Aufgabe A: Nenne alle Ausdrücke, die im Auszug über den grenzenlosen Raum in dem Absatz ab „Der zweite Lehrsatz“ in Anführungszeichen stehen.
Aufgabe B: Schreibe bitte den Auszug über den grenzenlosen Raum im Anschluss an seinen letzten Satz weiter.

Ehe wir den zweiten Lehrsatz aufnehmen, möchte ich noch hinzufügen, daß die Buddhisten an das Grenzenlose als eine "Leere" dachten, während die Griechen es als eine "Fülle" oder ein Pleroma ansahen: Als Raum, der bereit ist, die noch latenten Impulse des Lebens zu empfangen; die Arena für die kommende Tätigkeit von Geist und Materie, die noch nicht differenziert sind. Blavatsky faßt alle diese verschiedenen Begriffe so zusammen: "Das Universum war noch im göttlichen Gedanken und göttlichen Busen verborgen."

Daraus können wir ersehen, daß zahlreiche alte Überlieferungen versuchen das Unbeschreibbare zu enthüllen, jede in ihrer eigenen Ausdrucksweise, indem sie versuchen das Bühnenbild für ihre jeweiligen Menschen so zu gestalten, daß sie das abspielende Drama der Natur, in dem sich das Eine zum Vielen entfaltet verstehen.

Der zweite Lehrsatz betrachtet diesen grenzenlosen Raum als den "Spielplatz zahlloser Universen" - sich manifestierender Sterne, deren Erscheinen und Verschwinden wie die Ebbe und Flut der kosmischen Gezeiten ist, das "Ausatmen" und "Einatmen" des Großen Atems - die Tage und Nächte Brahmas. Einfach ausgedrückt, die göttliche Intelligenz sendet periodisch verschiedene Aspekte von sich selbst aus und jene Aspekte sind "Universen" oder "Funken der Ewigkeit" mit verschiedenen Entwicklungsmöglichkeiten, die während der endlosen Zeit kommen und gehen, kommen und gehen und bei jedem neuen Zyklus der Tätigkeit das gewaltige Heer kleinerer "Funken" - von Göttern hinab zum Menschen und von diesem zum Atom - von sich aussenden, bis die volle Zahl der Naturreiche in die Manifestation "ausgeatmet" ist.

Bereitgestellte Angaben:
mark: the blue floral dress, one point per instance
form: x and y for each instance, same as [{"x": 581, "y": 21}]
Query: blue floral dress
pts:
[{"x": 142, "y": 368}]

Erwartete Antwort A:
- Spielplatz zahlloser Universen
- Ausatmen
- Einatmen
- Universen
- Funken der Ewigkeit
- Funken
- ausgeatmet

Erwartete Antwort B:
Der dritte Lehrsatz betrachtet jedes Atom im Raum als einen "Gottesfunken" und als solchen in Essenz mit jedem anderen "Funken der Ewigkeit" identisch. Ferner legt er dar, daß der Mensch auf Grund seines göttlichen Ursprungs und der Notwendigkeit des Wachstums die Pflicht und die Verantwortung hat, eine ausgedehnte Pilgerschaft anzutreten, mit dem Ziel, (nach vielen Kreisläufen der Erfahrung) selbstbewußt zu werden wie die Göttliche Intelligenz, die ihm Geburt verlieh.

Das ist nun ein mächtiges Bild, und Sie möchten ohne Zweifel gerne wissen, wie das alles hier und jetzt zu uns und zum Leben, wie wir es als verantwortungsvolle Bürger zu leben haben, in Beziehung steht.

 

F. E. P.: Ja das habe ich auch gedacht. Den Umriß der Theorie verstehe ich im allgemeinen, wenigsten glaube ich ihn zu verstehen. Aber die Lücke in meiner Schlußfolgerung zeigt sich, wenn ich versuche mir den modus operandi dieser Pilgerschaft, von der Sie sprechen, vorzustellen; wie wir letzten Endes spirituell genug werden, um uns mit Gott zu vereinen?

Herausgeber: Das soll heißen, 'Gott' mehr vom kosmischen als vom persönlichen Gesichtspunkt aus betrachten.

 

F. E. P.: Ja, ganz bestimmt, ich halte überhaupt nicht viel von der Idee des persönlichen Gottes.

Herausgeber: Sie möchten wissen, welche mittelbaren Schritte wir tun müssen, damit wir schließlich wie der verlorene Sohn im Gleichnis zu unserem Vater im Innern zurückkehren?

 

F. E. P.: Darum dreht es sich. Ich denke, wir Menschen scheinen spirituell ziemlich unentwickelt zu sein, und ich versuchte mir im Geiste irgendeine Methode, vorzustellen, die uns logischerweise zum Ziele oder wenigstens in die rechte Richtung führen würde.

Herausgeber: Ich will versuchen, das alles auf eine mehr vertrautere Ebene herabzubringen. Um die richtige Verbindung herzustellen muß ich zu dem ersten Lehrsatz zurückkehren: zu der "Ursachlosen Ursache," die gerade in dem Augenblick, in dem die Dunkelheit zum Licht ward, die erste Ursache in Bewegung setzt, die erste Handlung, die ihrerseits die erste Wirkung, die erste Reaktion erzeugt. Wo immer wir hinsehen, finden wir einen Prozeß, einen grundlegenden Vorgang in der Natur: jede Ursache kehrt letzten Endes als eine Wirkung zu sich selbst zurück - nicht in einem geschlossenen Kreis, sondern immer in Spiralform.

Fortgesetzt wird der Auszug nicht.